→ Data supplied:
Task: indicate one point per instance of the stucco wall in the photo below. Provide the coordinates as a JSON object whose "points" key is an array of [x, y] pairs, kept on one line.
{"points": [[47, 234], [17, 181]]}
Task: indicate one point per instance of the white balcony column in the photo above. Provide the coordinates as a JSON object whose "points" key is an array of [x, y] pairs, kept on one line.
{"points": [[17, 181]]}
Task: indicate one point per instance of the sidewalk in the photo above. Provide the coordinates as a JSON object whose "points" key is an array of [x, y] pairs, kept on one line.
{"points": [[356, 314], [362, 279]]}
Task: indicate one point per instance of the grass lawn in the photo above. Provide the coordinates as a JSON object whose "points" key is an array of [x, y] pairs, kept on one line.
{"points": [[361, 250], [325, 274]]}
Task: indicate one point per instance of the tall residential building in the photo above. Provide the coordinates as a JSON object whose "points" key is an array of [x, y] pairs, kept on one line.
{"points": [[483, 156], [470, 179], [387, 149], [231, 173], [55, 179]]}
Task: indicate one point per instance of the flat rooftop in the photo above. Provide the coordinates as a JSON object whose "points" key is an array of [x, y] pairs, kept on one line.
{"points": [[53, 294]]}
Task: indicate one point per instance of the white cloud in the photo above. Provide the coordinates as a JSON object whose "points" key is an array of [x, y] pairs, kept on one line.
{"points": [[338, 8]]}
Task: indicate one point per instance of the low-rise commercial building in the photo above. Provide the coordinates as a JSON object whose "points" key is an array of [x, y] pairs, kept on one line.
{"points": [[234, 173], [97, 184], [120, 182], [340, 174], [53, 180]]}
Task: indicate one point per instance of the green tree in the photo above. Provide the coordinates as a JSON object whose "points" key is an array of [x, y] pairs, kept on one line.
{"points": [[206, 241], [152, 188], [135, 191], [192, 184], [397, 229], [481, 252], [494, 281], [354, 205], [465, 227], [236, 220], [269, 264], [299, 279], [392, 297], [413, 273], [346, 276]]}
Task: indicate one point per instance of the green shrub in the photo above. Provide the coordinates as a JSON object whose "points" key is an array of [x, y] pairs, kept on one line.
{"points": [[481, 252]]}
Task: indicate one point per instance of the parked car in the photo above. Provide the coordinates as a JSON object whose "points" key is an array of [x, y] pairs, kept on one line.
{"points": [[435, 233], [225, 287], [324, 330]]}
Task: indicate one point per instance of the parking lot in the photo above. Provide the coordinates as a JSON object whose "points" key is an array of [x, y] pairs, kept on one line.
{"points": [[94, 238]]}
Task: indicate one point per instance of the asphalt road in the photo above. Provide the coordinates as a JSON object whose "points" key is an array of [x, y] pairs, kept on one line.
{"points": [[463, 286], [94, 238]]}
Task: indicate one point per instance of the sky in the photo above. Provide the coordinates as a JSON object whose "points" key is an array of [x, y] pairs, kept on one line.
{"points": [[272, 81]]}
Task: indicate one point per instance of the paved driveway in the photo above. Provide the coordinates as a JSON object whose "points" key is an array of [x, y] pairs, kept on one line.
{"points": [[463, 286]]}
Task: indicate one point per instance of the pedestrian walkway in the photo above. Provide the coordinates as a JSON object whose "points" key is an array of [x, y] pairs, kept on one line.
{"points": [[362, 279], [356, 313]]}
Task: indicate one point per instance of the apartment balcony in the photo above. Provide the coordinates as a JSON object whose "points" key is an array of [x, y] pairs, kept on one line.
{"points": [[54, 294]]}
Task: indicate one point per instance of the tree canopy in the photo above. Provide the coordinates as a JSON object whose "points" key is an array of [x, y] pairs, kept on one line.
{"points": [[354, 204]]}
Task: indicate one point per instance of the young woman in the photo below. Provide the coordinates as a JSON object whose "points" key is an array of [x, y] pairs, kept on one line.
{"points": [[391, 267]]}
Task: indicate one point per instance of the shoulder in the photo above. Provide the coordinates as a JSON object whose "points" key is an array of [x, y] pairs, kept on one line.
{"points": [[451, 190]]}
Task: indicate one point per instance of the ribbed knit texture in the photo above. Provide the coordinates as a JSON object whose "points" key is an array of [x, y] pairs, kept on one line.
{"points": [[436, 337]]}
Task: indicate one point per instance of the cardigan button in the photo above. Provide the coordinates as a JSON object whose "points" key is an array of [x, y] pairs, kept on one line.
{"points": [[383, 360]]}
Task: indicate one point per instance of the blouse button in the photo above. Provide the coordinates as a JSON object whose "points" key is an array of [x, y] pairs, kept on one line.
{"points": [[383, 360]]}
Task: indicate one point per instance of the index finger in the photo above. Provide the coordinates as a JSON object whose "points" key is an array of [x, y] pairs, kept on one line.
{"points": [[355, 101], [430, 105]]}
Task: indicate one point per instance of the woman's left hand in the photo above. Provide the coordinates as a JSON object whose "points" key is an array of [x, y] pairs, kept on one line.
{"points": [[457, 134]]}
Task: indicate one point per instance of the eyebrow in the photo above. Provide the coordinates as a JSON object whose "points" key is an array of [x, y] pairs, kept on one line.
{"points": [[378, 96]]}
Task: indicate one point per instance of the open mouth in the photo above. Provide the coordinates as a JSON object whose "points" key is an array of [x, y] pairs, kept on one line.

→ Problem to work on: Can you reproduce the entries word for word, starting at the line that contains "Task: indicate one point per instance of the index" and ending at the final line of the entries?

→ Expected answer:
Task: indicate one point per instance of the index finger in the photo above. Provide the coordinates as a JSON object whose "points" key is an array of [x, y] pairs, kept on one line.
{"points": [[355, 101], [430, 105]]}
Task: indicate one point per instance of the woman's left hand in the photo above. Provide the coordinates as a JSON object whose "points" key is an array of [x, y] pairs, kept on one line.
{"points": [[457, 134]]}
Task: indicate one point per instance of the eyebrow in the photo above. Provide the coordinates as a JSON object whose "points" key is an array of [x, y] pairs, kept on one line.
{"points": [[378, 96]]}
Task: indicate one point per instance of the open mouth in the photo above. Provide the coordinates as a JSON object whose "points" key is an array of [x, y] pairs, kept on one line.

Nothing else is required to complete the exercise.